▶ [Text shown]:
* * *
Cathy Wu is an Assistant Professor at MIT in the Laboratory for Information and Decision Systems. She holds a PhD from UC Berkeley, and B.S. and M.Eng from MIT, in Electrical Engineering and Computer Science, and completed a Postdoc at Microsoft Research. She studies machine learning and urban systems. Her research focuses on the computational challenges surrounding the integration of autonomy into society. Her work has been acknowledged by several awards, including the 2019 IEEE ITSS Best Ph.D. Dissertation Award, the 2016 IEEE ITSC Best Paper Award, and fellowships from NSF, Berkeley Chancellor, NDSEG, and Dwight David Eisenhower.



Michael Dennis is a PhD Candidate at the Center for Human-Compatible AI. His work focuses on AI safety, robustness in reinforcement learning, and understanding how to make the interaction between AI systems and society at large more robustly beneficial.



Brian Kelley, Associate Professor in Electrical and Computer Engineering, joined the University of Texas at San Antonio (UTSA) in 2007. He received his BSEE from Cornell University, graduating Tau Beta Pi and Eta Kappa Nu, and MSEE/PhDEE from Georgia Tech. He has 11 US patents, over 60 publications, was previously Associate Editor of the IEEE System Journal, and has over 3M in funded research. Current research include 5G/6G, Mobile Edge Computing, Autonomous Vehicle Infrastructure, Artificial Intelligence, and Security. Dr. Kelley has been the 5G JBSA PMO Principal Investigator in 5G Core Security and 5G Telemedicine since 2020.



Junmin Wang is the Accenture Endowed Professor in Mechanical Engineering at the University of Texas at Austin since August 2018. Prof. Wang’s research interests cover control, modeling, estimation, optimization, and diagnosis of dynamical systems, especially for automotive, vehicle, transportation, smart, and sustainable mobility applications.  Prof. Wang’s research programs have been funded by NSF, ONR, DOE, NHTSA, and the Texas Department of Transportation. Dr. Wang is the author or co-author of more than 330 peer-reviewed publications. Prof. Wang SAE Fellow (2015), ASME Fellow (2016), and serves as Editor for the IEEE Vehicular Technology Magazine and IEEE Transactions on Vehicular Technology.



Kara Kockelman, Ph.D./MS/BS from UC Berkeley, is the Dewitt C. Greer Professor of Engineering at U.T. Austin and a recognized expert on autonomous vehicle (AV) use, shared AV systems, travel demand forecasting, traffic patterns under congestion pricing, and managed lanes and economic policies.  Research projects include travel demand, economic, traffic, safety, and other impacts of connected and autonomous vehicles.  Dr. Kockelman received the MIT Top 100 (Young) Innovators Award (2002), NSF CAREER Award (2000-2004), ASCE’s Harland Bartholomew Award for transportation planning contributions (2007), a Google Research Award (2014) for her travel demand modeling work on autonomous vehicles.




Stephen Schueller is an Associate Professor of Psychological Science and Informatics at the University of California, Irvine. As a clinical psychologist and mental health service researcher, his work broadly looks at making mental health resources more available and accessible, especially through the use of technology. He also serves as the Executive Director of One Mind PsyberGuide, a non-profit project that aims to empower consumers to make informed decisions around digital mental health products. He received his PhD from the University of Pennsylvania and completed his clinical internship at the University of California, San Francisco in the Public Service and Minority Cluster.
* * *
▶ [Problem description]: In the biographies, which organization does Stephen Schueller serve as Executive Director of?

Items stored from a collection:
* * *
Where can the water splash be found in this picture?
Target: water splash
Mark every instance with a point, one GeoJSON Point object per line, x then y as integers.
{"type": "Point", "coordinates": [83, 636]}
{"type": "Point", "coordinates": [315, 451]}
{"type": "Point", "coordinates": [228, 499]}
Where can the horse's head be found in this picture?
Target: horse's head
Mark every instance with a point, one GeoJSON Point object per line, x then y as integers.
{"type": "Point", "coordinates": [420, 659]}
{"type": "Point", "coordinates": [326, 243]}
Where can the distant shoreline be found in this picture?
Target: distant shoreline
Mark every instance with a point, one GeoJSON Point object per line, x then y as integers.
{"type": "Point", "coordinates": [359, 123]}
* * *
▶ [Exercise answer]: One Mind PsyberGuide